*** Reading passage

The dean of the Nova Southeastern University College of Osteopathic Medicine in Fort Lauderdale, Fla., Anthony J. Silvagni, PharmD, DO, asked for an update on the financing of graduate medical education at the federal level.

Neither the House nor the Senate health care reform bills would eliminate limitations on the number of Medicare-funded GME positions, Martin replied, while noting that both versions of the legislation would allow medical residents train in nonhospital settings.

“With national debt climbing rapidly, do you think health care reform will shift from expanding coverage to reducing costs?” asked AOA Trustee Robert S. Juhasz, DO, the medical director of the Cleveland Clinic’s Willoughby Hills (Ohio) Family Health Center.

While reducing costs has become more important, expanding coverage will remain a crucial aspect of any health reform legislation, Martin answered.

Prepping policymakers for summit

In a letter sent to President Obama in anticipation of Thursday’s summit, the AOA, the American Academy of Family Physicians and the American College of Physicians reasserted their priorities for health system reform beyond repealing the SGR formula:

  • Permanently increase Medicare payments for primary care services by 10%.

******

(Work instruction A): In the health reform passage, which three organizations sent a letter to President Obama before Thursday's summit?
(Work instruction B): Write what comes next in the health reform passage, picking up after its final line.

*** The data

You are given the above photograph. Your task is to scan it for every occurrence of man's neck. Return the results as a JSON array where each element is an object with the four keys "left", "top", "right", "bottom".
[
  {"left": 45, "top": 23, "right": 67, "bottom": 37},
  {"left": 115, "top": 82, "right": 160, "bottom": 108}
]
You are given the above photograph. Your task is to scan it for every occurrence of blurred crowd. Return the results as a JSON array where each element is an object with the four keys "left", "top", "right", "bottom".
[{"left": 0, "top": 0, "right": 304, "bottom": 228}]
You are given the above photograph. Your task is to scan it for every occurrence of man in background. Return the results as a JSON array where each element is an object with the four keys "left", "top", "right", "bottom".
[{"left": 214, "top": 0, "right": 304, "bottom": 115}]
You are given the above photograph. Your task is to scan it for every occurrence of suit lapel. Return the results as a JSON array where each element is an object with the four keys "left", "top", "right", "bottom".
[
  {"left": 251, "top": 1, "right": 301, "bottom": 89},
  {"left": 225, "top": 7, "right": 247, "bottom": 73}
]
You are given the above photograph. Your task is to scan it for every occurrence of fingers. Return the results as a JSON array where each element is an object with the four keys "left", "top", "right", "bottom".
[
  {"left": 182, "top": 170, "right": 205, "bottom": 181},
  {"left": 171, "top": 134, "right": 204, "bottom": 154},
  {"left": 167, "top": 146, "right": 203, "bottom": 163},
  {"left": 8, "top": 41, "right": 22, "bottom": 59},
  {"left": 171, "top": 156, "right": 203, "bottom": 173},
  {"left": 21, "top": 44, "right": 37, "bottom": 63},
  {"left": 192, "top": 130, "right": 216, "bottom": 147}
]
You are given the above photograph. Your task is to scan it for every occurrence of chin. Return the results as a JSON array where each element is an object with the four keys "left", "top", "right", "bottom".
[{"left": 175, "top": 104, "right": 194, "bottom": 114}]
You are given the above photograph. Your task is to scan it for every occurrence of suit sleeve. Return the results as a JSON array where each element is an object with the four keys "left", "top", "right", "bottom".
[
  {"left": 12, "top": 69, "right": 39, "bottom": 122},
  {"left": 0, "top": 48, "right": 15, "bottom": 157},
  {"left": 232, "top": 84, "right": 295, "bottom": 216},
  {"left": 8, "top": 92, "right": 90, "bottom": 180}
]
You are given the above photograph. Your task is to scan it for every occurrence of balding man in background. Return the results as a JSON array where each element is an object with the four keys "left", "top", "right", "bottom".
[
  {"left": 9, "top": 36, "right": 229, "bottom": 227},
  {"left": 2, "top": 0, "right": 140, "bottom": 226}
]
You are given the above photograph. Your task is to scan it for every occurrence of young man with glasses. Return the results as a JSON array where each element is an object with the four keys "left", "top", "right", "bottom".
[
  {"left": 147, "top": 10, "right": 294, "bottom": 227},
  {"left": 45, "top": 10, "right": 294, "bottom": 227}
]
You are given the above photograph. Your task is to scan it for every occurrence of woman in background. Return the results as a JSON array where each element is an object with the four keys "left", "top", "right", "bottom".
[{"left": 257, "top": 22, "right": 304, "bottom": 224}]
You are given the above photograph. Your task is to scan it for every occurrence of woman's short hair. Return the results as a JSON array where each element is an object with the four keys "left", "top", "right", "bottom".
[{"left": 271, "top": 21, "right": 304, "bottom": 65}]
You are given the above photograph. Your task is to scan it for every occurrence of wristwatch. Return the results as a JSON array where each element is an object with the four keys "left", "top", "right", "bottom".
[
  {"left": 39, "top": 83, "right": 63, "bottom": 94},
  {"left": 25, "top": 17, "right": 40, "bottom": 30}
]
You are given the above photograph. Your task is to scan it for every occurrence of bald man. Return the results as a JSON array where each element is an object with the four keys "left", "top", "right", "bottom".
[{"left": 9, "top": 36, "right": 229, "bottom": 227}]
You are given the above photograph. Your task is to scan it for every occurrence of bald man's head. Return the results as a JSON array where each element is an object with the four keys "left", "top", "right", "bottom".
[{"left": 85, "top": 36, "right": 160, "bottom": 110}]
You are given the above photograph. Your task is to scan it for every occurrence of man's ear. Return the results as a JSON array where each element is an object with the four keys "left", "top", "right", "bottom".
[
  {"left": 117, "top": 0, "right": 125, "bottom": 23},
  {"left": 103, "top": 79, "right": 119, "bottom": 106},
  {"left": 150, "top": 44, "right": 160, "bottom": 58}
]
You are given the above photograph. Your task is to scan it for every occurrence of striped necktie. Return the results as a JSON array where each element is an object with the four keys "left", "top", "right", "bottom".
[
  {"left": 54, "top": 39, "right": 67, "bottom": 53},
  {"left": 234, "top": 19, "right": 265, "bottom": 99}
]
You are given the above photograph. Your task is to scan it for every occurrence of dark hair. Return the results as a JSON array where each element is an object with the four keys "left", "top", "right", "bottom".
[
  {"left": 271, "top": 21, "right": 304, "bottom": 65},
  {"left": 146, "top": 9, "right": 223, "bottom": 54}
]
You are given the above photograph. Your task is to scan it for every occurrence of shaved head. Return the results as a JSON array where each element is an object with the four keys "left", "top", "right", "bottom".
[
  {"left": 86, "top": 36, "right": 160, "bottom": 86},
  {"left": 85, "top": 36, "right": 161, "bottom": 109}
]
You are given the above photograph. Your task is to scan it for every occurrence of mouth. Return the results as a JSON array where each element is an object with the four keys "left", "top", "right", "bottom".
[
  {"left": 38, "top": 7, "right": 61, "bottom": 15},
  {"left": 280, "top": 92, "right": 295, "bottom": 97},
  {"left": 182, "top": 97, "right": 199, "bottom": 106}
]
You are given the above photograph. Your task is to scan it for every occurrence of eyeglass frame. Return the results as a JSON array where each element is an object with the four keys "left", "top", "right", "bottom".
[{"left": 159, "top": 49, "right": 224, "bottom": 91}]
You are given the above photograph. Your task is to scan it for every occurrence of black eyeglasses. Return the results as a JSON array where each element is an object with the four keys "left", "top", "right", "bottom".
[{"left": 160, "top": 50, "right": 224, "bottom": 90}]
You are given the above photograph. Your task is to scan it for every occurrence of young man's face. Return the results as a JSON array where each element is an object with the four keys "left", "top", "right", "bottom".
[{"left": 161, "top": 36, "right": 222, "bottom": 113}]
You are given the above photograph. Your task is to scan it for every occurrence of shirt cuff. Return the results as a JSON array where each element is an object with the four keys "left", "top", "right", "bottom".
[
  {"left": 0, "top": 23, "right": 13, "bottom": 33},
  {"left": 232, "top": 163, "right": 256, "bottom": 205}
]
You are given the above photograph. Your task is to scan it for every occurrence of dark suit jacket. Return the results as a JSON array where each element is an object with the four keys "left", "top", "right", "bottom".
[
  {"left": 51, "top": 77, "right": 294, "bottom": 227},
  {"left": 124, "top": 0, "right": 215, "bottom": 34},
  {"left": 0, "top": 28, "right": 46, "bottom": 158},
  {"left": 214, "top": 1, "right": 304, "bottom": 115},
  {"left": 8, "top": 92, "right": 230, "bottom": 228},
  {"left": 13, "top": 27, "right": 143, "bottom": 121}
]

******

(Exercise result A): The AOA, the American Academy of Family Physicians and the American College of Physicians.

(Exercise result B):
  • Fund the pilot-testing and adoption of the patient-centered medical home model of care by Medicare, Medicaid and other payers.
  • Create a loan repayment program for frontline health professionals facing shortages.
  • Increase the mandated funding for primary care training programs.
  • Create a workforce commission to recommend policies to ensure a sufficient supply of primary care and other specialties facing shortages.

In addition, on Wednesday, the AOA and several other physician organizations sent the president and lawmakers invited to the summit a letter underlining the importance medical liability reform.